◆ **TASK**
Locate the line that contains "Phrase: rufous wing". Print it and every subsequent line through the final line of the records, exactly and only those.

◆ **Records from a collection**
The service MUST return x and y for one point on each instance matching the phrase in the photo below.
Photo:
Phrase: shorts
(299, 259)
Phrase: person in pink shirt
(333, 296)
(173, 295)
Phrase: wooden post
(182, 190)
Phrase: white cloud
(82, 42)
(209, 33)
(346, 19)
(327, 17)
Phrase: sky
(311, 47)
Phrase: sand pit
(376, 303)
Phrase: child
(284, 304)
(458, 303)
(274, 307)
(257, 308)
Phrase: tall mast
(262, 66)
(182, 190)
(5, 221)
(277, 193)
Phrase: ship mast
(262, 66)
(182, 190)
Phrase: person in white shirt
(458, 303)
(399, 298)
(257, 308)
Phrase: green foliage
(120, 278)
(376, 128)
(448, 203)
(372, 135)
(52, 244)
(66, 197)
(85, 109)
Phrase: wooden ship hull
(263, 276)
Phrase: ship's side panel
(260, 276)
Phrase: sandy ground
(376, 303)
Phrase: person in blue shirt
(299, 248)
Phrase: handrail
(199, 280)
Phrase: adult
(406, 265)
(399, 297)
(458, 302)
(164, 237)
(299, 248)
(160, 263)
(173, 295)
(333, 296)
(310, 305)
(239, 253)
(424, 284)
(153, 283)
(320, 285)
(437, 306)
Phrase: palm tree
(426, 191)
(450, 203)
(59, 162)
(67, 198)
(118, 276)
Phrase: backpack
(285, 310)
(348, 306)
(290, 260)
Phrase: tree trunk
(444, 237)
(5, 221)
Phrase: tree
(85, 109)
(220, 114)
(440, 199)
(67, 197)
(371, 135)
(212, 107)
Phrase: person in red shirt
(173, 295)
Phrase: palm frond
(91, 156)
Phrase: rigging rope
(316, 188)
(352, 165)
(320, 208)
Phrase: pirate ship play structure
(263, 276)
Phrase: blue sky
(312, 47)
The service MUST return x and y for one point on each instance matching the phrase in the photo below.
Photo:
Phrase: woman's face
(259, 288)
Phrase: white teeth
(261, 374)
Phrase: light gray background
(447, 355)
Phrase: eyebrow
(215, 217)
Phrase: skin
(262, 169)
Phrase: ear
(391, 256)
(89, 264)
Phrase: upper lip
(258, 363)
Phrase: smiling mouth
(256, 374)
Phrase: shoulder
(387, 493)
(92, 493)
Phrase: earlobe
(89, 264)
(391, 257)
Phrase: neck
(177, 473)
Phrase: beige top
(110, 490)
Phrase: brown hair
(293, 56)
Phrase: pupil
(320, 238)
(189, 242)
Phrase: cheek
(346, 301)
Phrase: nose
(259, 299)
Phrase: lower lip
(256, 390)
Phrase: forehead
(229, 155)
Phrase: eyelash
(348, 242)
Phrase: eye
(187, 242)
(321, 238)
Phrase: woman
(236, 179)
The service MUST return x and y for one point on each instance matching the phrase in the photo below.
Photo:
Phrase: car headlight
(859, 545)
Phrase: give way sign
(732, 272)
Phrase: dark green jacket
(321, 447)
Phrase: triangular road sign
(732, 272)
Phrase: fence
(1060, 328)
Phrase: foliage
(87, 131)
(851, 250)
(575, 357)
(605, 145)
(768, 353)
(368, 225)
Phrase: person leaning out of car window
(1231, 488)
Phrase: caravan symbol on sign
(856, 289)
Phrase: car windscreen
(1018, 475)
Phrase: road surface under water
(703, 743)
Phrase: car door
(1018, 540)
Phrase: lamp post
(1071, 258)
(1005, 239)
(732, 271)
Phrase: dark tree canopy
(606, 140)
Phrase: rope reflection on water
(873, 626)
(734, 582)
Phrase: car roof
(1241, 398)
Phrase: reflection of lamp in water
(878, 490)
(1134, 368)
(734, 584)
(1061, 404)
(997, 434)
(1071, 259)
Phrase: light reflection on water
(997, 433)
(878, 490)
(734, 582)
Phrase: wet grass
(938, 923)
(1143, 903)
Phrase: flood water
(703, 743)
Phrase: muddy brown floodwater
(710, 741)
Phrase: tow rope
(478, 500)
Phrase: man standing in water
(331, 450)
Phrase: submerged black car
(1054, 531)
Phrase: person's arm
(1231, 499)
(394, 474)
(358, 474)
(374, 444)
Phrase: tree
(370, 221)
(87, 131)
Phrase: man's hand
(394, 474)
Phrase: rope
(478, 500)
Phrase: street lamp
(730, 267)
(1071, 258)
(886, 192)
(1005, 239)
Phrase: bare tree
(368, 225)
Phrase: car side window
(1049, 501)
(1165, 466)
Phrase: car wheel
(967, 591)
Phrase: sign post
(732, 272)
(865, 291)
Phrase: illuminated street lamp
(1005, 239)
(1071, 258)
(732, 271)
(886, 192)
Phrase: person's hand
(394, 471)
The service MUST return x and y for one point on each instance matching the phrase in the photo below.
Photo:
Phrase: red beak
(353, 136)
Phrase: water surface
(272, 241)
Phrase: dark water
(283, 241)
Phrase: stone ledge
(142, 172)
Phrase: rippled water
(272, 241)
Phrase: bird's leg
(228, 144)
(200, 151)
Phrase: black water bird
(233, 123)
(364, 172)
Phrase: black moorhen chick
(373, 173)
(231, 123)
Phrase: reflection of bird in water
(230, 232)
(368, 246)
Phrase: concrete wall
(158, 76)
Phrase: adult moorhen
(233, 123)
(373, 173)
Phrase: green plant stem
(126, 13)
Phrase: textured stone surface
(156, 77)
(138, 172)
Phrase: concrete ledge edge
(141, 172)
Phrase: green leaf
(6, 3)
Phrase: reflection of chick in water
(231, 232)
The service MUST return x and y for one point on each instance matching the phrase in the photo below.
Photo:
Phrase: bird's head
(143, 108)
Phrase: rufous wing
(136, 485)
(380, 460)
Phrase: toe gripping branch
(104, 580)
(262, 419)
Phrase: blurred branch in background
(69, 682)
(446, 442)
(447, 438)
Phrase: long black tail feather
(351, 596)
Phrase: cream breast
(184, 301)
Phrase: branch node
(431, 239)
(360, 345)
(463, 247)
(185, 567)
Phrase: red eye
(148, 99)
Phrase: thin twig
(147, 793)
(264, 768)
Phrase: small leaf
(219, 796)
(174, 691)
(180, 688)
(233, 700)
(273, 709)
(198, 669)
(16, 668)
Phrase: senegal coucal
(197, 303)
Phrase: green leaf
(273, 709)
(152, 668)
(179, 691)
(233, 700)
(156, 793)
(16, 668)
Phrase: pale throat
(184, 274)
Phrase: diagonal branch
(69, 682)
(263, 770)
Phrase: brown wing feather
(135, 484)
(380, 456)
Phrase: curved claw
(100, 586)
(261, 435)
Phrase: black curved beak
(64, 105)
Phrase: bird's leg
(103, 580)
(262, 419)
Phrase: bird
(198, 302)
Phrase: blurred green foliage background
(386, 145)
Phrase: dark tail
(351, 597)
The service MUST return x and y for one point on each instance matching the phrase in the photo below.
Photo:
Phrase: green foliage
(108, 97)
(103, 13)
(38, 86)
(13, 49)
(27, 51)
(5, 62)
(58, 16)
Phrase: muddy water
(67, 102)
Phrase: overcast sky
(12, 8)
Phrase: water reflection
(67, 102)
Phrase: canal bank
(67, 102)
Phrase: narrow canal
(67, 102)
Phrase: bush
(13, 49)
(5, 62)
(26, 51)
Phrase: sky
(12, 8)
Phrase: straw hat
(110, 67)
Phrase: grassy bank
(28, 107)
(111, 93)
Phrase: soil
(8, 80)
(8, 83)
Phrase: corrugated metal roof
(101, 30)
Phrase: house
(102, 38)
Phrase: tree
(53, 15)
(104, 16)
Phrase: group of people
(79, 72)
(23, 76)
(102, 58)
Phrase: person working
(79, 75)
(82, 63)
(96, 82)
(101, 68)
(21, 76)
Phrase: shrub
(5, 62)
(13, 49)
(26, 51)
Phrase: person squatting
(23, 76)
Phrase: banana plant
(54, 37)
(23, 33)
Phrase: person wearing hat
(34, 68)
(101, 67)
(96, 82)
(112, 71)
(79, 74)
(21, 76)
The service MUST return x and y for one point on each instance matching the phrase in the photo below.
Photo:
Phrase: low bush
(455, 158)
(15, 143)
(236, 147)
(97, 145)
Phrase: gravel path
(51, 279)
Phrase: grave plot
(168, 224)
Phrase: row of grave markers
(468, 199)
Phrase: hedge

◆ **REPLY**
Phrase: rufous wing
(136, 485)
(380, 460)
Phrase: toe gripping branch
(104, 580)
(262, 419)
Phrase: blurred branch in background
(69, 682)
(446, 442)
(447, 438)
Phrase: long black tail feather
(351, 596)
Phrase: cream breast
(184, 301)
Phrase: branch node
(431, 239)
(360, 345)
(463, 247)
(185, 567)
Phrase: red eye
(148, 99)
Phrase: thin twig
(147, 793)
(264, 768)
Phrase: small leaf
(219, 796)
(174, 691)
(180, 688)
(233, 700)
(273, 709)
(198, 669)
(16, 668)
Phrase: senegal coucal
(197, 303)
Phrase: green leaf
(273, 709)
(152, 668)
(179, 691)
(233, 700)
(156, 793)
(16, 668)
Phrase: pale throat
(184, 274)
Phrase: diagonal branch
(69, 682)
(263, 770)
Phrase: brown wing feather
(135, 484)
(380, 456)
Phrase: curved claw
(100, 586)
(261, 435)
Phrase: black curved beak
(64, 105)
Phrase: bird's leg
(103, 580)
(262, 419)
Phrase: bird
(198, 302)
Phrase: blurred green foliage background
(386, 145)
Phrase: dark tail
(351, 597)
The service MUST return x and y for one point on each instance matching the phrase in the photo below.
Photo:
Phrase: green foliage
(108, 97)
(103, 13)
(38, 86)
(13, 49)
(27, 51)
(5, 62)
(58, 16)
Phrase: muddy water
(67, 102)
Phrase: overcast sky
(12, 8)
Phrase: water reflection
(67, 102)
Phrase: canal bank
(67, 102)
Phrase: narrow canal
(67, 102)
Phrase: bush
(13, 49)
(5, 62)
(26, 51)
Phrase: sky
(12, 8)
Phrase: straw hat
(110, 67)
Phrase: grassy bank
(28, 107)
(111, 93)
Phrase: soil
(8, 80)
(8, 83)
Phrase: corrugated metal roof
(101, 30)
Phrase: house
(102, 38)
Phrase: tree
(53, 15)
(104, 16)
Phrase: group of people
(79, 72)
(23, 76)
(102, 58)
Phrase: person working
(79, 75)
(82, 63)
(96, 82)
(101, 68)
(21, 76)
Phrase: shrub
(5, 62)
(13, 49)
(26, 51)
Phrase: person squatting
(23, 76)
Phrase: banana plant
(54, 37)
(23, 33)
Phrase: person wearing hat
(34, 68)
(101, 67)
(96, 82)
(112, 71)
(79, 74)
(21, 76)
The service MUST return x and y for one point on each instance matching the phrase in the photo below.
Photo:
Phrase: low bush
(455, 158)
(15, 143)
(236, 147)
(97, 145)
Phrase: gravel path
(51, 279)
Phrase: grave plot
(168, 224)
Phrase: row of grave markers
(468, 199)
Phrase: hedge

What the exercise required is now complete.